(Pointing records)

________________________________________

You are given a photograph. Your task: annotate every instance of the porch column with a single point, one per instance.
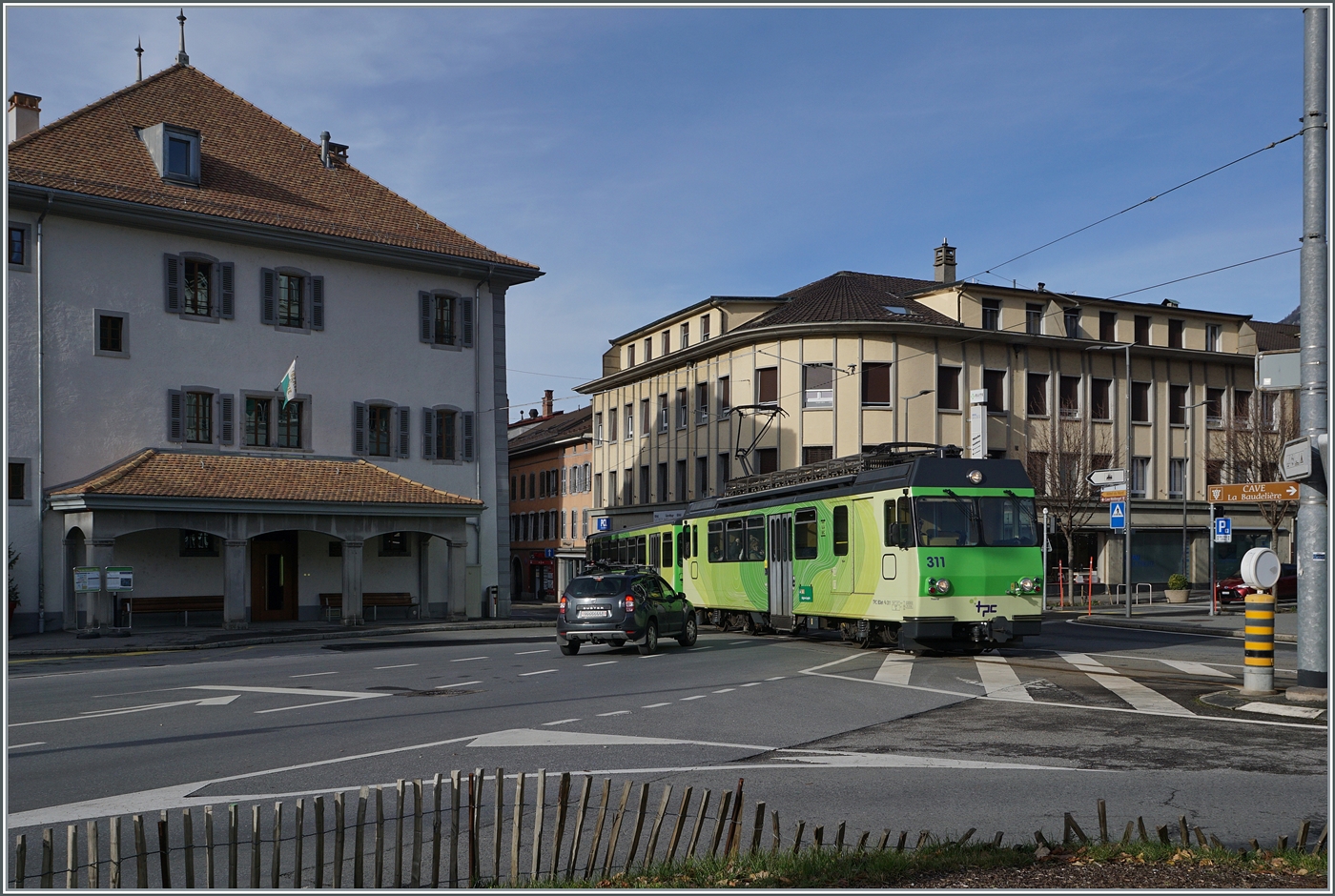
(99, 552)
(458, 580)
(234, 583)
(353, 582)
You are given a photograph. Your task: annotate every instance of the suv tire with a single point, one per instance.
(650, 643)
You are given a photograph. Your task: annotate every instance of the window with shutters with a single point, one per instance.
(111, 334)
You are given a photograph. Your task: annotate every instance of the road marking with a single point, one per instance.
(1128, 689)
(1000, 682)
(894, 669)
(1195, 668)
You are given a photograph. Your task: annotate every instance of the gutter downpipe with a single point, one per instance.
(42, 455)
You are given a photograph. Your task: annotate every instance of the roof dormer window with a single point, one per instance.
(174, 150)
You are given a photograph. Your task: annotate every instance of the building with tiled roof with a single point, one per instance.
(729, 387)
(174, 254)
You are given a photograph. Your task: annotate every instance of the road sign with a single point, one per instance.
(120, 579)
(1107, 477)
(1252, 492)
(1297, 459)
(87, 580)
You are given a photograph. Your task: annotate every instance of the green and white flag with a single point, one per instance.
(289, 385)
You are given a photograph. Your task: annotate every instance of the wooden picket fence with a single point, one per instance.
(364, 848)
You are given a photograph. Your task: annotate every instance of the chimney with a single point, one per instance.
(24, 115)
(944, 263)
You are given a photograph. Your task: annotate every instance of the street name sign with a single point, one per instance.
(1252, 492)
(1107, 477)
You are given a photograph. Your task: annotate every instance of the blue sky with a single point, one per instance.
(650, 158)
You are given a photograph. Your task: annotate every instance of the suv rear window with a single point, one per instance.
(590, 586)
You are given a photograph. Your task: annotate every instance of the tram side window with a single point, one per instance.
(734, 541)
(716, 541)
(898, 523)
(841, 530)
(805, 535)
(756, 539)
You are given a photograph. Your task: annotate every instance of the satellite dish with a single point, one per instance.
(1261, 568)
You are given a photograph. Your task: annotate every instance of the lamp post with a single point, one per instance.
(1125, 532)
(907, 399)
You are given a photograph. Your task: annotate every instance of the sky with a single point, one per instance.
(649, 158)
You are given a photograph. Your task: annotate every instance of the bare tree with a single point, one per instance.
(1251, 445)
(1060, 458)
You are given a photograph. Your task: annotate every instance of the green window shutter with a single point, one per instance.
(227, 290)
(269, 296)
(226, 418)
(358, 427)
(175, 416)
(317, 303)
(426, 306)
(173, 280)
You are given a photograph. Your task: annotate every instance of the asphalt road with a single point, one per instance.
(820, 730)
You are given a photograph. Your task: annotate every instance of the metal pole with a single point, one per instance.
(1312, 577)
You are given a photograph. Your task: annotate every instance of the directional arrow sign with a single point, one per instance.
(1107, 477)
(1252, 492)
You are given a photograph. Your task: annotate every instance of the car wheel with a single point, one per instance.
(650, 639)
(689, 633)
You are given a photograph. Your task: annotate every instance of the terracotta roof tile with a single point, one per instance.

________________________________________

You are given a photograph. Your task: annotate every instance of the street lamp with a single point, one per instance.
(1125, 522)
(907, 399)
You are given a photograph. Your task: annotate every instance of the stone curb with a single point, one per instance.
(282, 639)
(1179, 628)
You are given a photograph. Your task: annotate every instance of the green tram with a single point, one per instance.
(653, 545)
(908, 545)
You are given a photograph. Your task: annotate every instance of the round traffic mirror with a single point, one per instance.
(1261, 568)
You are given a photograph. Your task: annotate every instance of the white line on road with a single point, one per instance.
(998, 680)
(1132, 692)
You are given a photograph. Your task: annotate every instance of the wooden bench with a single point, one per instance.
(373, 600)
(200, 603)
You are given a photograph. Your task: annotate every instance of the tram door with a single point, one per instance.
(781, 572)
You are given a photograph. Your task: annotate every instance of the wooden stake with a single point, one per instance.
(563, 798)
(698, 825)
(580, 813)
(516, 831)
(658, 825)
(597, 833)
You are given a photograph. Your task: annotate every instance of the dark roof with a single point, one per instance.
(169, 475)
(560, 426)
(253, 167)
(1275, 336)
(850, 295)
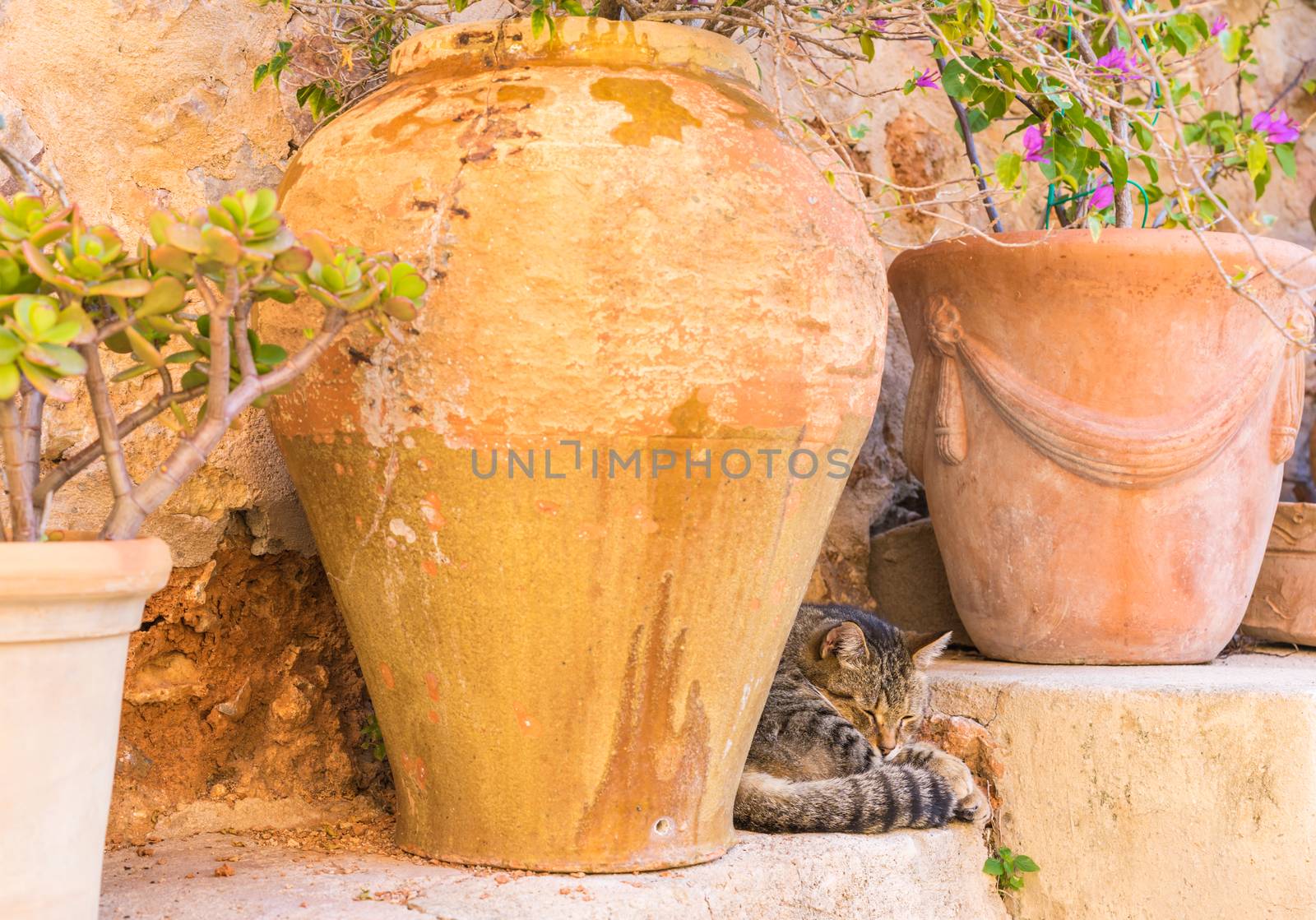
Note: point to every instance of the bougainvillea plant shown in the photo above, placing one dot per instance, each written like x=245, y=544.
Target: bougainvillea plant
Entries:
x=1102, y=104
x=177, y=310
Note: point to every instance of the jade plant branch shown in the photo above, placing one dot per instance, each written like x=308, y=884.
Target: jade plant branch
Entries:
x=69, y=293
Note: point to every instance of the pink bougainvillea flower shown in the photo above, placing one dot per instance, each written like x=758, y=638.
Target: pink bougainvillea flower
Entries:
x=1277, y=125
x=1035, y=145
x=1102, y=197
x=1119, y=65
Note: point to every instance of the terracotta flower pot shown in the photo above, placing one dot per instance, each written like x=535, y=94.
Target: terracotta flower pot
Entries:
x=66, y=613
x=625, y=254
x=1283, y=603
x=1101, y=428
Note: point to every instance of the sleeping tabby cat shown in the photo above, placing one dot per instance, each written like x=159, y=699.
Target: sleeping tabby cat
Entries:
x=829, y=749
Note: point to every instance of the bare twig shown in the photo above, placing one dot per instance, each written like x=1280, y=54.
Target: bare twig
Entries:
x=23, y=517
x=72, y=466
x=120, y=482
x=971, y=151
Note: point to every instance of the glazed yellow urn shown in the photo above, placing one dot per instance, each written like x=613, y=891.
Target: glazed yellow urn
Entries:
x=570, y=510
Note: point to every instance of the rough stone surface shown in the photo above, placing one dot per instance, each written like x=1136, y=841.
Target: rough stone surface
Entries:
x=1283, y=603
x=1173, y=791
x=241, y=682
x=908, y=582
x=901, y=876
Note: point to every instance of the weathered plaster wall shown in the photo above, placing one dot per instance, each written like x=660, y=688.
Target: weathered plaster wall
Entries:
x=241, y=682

________________________________________

GIVEN EXERCISE: Recast the entries from the line with "Note: point to every instance of the sleeping" to the line with "x=570, y=510" as a two-column CSV with the headers text and answer. Give one row per entry, with each field in quotation marks and any line breaks replaced by spaces.

EXERCISE RESULT:
text,answer
"Note: point to every instance of the sleeping tabby cat shown in the photo above, placing one dot per instance, each written like x=159, y=699. Target: sleeping tabby cat Entries:","x=829, y=749"
"Note: point to every instance of the bare twig shown in the photo above, placing one dot per instance, each written like x=1280, y=54. Target: bare twig Entries:","x=23, y=517 x=72, y=466 x=120, y=482 x=971, y=151"
"Note: point to every instance of the glazed yellow urn shown in the photo above, placing one dot per instance, each written like x=613, y=891. Target: glazed yellow urn Entries:","x=570, y=510"